Please gather and copy out every line in the records below that contains the string "table".

Point annotation dataset records:
····················
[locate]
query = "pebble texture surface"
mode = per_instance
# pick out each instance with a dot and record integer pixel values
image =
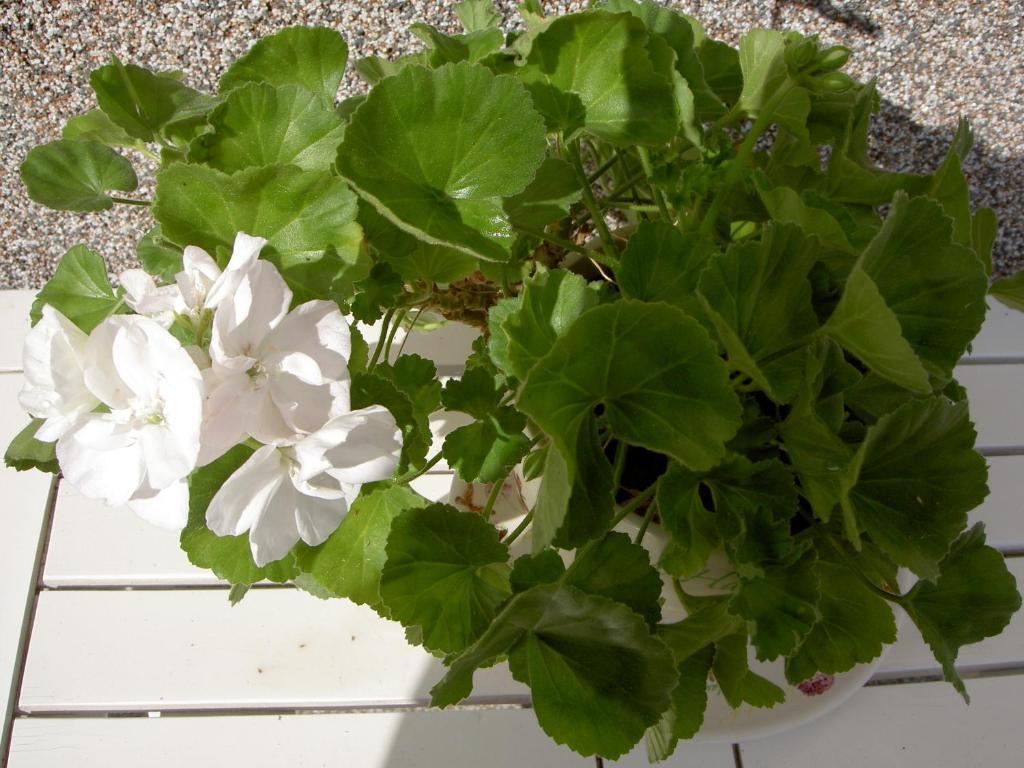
(935, 60)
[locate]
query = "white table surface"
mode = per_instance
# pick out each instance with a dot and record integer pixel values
(116, 652)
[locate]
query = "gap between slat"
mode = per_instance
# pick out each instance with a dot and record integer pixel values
(11, 710)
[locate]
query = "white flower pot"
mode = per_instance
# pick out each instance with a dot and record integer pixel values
(722, 724)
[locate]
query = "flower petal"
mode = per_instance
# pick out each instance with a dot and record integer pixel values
(245, 496)
(317, 518)
(244, 256)
(316, 329)
(102, 459)
(54, 383)
(359, 446)
(274, 531)
(167, 508)
(225, 411)
(245, 317)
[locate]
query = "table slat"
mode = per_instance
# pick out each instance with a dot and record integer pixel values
(921, 724)
(910, 656)
(189, 649)
(20, 526)
(502, 738)
(96, 545)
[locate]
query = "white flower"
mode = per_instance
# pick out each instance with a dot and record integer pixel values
(145, 297)
(282, 495)
(54, 383)
(275, 375)
(140, 451)
(200, 286)
(203, 286)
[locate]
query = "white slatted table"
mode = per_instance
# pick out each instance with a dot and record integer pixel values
(117, 652)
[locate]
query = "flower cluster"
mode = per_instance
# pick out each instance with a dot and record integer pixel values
(134, 412)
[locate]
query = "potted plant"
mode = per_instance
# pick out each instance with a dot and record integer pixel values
(705, 314)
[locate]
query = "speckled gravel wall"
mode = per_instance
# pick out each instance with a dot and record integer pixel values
(935, 60)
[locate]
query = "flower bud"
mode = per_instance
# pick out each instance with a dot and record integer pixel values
(802, 54)
(835, 82)
(834, 57)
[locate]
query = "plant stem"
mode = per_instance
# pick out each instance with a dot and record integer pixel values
(496, 491)
(633, 505)
(595, 210)
(602, 169)
(649, 173)
(394, 329)
(380, 345)
(409, 333)
(620, 464)
(523, 524)
(743, 157)
(556, 241)
(413, 474)
(648, 516)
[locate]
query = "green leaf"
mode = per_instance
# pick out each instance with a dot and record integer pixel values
(348, 564)
(678, 32)
(444, 572)
(27, 453)
(597, 676)
(547, 198)
(763, 65)
(615, 567)
(687, 520)
(259, 125)
(855, 624)
(660, 263)
(1010, 291)
(574, 502)
(147, 105)
(864, 325)
(159, 256)
(95, 126)
(475, 139)
(685, 716)
(80, 290)
(313, 57)
(933, 287)
(914, 478)
(759, 300)
(76, 175)
(229, 556)
(781, 606)
(307, 218)
(973, 598)
(984, 227)
(738, 684)
(477, 15)
(412, 258)
(529, 570)
(654, 371)
(548, 306)
(485, 452)
(596, 71)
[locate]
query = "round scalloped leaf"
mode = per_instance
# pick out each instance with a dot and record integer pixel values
(76, 175)
(596, 71)
(307, 217)
(435, 151)
(445, 573)
(654, 370)
(311, 56)
(260, 125)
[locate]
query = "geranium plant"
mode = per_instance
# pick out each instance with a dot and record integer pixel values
(699, 303)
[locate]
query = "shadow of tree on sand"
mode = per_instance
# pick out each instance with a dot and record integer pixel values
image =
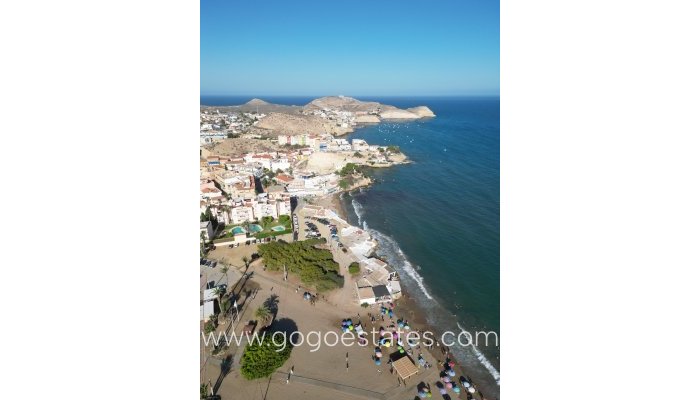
····················
#### [The answer]
query = "white table surface"
query = "table slat"
query = "white slatted table"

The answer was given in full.